◆ **What needs to be done**:
If a line in the data below contains "instance", copy it.

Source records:
- - - - - - -
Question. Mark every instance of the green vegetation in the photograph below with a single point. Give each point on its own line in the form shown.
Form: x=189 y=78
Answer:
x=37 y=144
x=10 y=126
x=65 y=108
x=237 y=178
- - - - - - -
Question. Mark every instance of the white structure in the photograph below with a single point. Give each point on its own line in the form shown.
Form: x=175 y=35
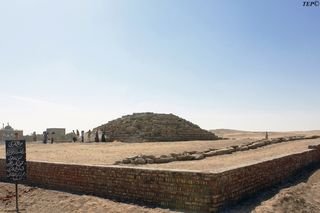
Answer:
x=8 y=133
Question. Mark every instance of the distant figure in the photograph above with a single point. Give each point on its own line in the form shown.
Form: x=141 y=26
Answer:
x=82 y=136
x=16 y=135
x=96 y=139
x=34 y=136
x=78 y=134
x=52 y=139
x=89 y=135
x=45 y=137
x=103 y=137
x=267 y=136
- - - - - - -
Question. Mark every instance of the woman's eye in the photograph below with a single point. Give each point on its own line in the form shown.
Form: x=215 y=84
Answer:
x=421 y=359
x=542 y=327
- - - - - - -
◆ **Response to the exercise**:
Question. Mark every instance of the green vegetation in the photograph below with a single point. Give each point on its own line in the form shown.
Question. Mark every instance of the white structure in the photograph below with a single point. Give each point on its own line in the form shown.
Question. Mark every instance of the distant figure in the photograph above with a single point. Give each point on its own line in the form shown.
Question. Mark every instance of the woman's eye in the photograph below with a single point. Give each point on its own line in the form shown.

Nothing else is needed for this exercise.